WRITTEN REQUEST 1
Return, unchanged, the listing lines starting at the line that contains "[indicate] the red" and continuing through the final line of the listing.

DOCUMENT TEXT
************

Evidence of more atrocities surfaces in liberated Izium as Ukraine's counteroffensive continues. Hacktivists continue actions against the Belarusian regime, and Russian state television
Ukraine at D+207: War crimes and threats of escalation.
Evidence of war crimes in Kharkiv.
Atrocities left behind in the Kharkiv Oblast by retreating Russian forces--mass graves of civilians bearing the marks of torture and execution--have led to calls for an international tribunal to bring those responsible to justice. The New York Times puts the number of dead so far exhumed in Izium at more than four hundred.
The Czech Republic, which currently holds the rotating presidency of the European Union, called for the prosecution of war criminals. Czech Foreign MInister Jan Lipavský tweeted Saturday, "Russia left behind mass graves of hundreds of shot and tortured people in the Izyum area. In the 21st century, such attacks against the civilian population are unthinkable and abhorrent. We must not overlook it. We stand for the punishment of all war criminals. I call for the speedy establishment of a special international tribunal that will prosecute the crime of aggression."
Ukraine's counteroffensive and the war to date.
Ukraine's counteroffensive continues, with an increase in partisan action in the Kherson Oblast. Russian counterattacks seem to have been largely ineffectual.
Saturday's situation report from the UK's Ministry of Defence (MoD) describes Russian efforts to establish a defensive line to hold what they've taken in Luhansk. "Ukraine continues offensive operations in the north-east of the country while Russian forces have established a defensive line between the Oskil River and the town of Svatove. Russia likely sees maintaining control of this zone as important because it is transited by one of the few main resupply routes Russia still controls from the Belgorod region of Russia. In addition, this line sits along the border of Luhansk Oblast, part of the Donbas, which Russia aims to ‘liberate’ as one of its immediate war aims. Any substantial loss of territory in Luhansk will unambiguously undermine Russia’s strategy. Russia will likely attempt to conduct a stubborn defence of this area, but it is unclear whether Russia’s front line forces have sufficient reserves or adequate morale to withstand another concerted Ukrainian assault."
One of the challenges Russia faces as it attempts to organize a defense against Ukraine's counteroffensive is its continuing inability to achieve air superiority. "Russia has highly likely lost at least four combat jets in Ukraine within the last 10 days, taking its attrition to approximately 55 since the start of the invasion," the MoD wrote in this morning's situation report. "There is a realistic possibility that this uptick in losses is partially a result of the Russian Air Force accepting greater risk as it attempts to provide close air support to Russian ground forces under pressure from Ukrainian advances. Russian pilots’ situational awareness is often poor; there is a realistic possibility that some aircraft have strayed over enemy territory and into denser air defence zones as the front lines have moved rapidly. Russia’s continued lack of air superiority remains one of the most important factors underpinning the fragility of its operational design in Ukraine."

************

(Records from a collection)
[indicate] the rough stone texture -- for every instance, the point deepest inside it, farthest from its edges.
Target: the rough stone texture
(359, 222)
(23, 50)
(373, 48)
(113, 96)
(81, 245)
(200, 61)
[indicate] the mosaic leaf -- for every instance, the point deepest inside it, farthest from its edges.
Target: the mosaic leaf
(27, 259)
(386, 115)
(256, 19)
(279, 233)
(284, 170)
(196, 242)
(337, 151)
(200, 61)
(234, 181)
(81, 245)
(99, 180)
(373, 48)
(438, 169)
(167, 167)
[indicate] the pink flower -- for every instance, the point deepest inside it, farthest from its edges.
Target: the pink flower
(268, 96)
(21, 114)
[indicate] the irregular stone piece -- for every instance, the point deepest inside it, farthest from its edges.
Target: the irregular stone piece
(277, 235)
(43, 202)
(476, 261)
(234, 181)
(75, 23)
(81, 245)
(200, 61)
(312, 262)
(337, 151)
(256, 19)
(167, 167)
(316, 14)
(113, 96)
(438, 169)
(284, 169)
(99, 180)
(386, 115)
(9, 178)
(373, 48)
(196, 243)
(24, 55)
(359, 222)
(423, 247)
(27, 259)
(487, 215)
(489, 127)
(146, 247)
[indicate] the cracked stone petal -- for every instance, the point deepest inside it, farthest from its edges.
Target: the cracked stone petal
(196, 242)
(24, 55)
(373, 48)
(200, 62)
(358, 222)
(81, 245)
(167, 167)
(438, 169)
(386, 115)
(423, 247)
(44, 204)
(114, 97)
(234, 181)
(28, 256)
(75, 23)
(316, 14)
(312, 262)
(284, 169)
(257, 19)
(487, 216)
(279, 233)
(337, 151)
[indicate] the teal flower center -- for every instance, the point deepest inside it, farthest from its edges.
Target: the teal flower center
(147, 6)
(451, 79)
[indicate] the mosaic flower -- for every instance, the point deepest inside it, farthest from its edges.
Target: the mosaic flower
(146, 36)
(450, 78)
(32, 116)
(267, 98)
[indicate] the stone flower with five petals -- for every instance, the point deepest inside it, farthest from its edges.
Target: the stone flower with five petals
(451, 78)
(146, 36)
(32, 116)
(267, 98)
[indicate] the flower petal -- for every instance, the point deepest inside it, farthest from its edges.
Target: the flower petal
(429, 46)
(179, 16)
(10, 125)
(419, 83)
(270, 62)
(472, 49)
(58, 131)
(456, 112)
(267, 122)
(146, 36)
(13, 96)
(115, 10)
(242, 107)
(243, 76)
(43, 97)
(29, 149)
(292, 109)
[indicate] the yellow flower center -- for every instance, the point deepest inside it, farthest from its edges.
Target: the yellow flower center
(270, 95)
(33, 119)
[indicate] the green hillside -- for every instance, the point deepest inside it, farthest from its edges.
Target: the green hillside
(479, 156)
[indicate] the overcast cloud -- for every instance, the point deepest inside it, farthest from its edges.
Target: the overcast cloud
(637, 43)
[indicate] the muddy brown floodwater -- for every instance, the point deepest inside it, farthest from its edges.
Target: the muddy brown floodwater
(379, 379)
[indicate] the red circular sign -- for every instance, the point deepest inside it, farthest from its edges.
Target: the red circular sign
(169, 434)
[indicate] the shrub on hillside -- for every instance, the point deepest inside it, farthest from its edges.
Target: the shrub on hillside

************

WRITTEN REQUEST 2
In the war report, why does Russia likely consider control of the zone between the Oskil River and the town of Svatove important?

WRITTEN ANSWER 1
[indicate] the red circular sign -- for every instance, the point deepest inside it, farthest from its edges.
Target: the red circular sign
(169, 434)
[indicate] the shrub on hillside -- for every instance, the point deepest inside it, farthest from its edges.
Target: the shrub on hillside

WRITTEN ANSWER 2
The zone is crossed by one of the few main resupply routes from Russia's Belgorod region that Russia still controls. The line also runs along the border of Luhansk Oblast, part of the Donbas, which Russia aims to "liberate" as one of its immediate war aims.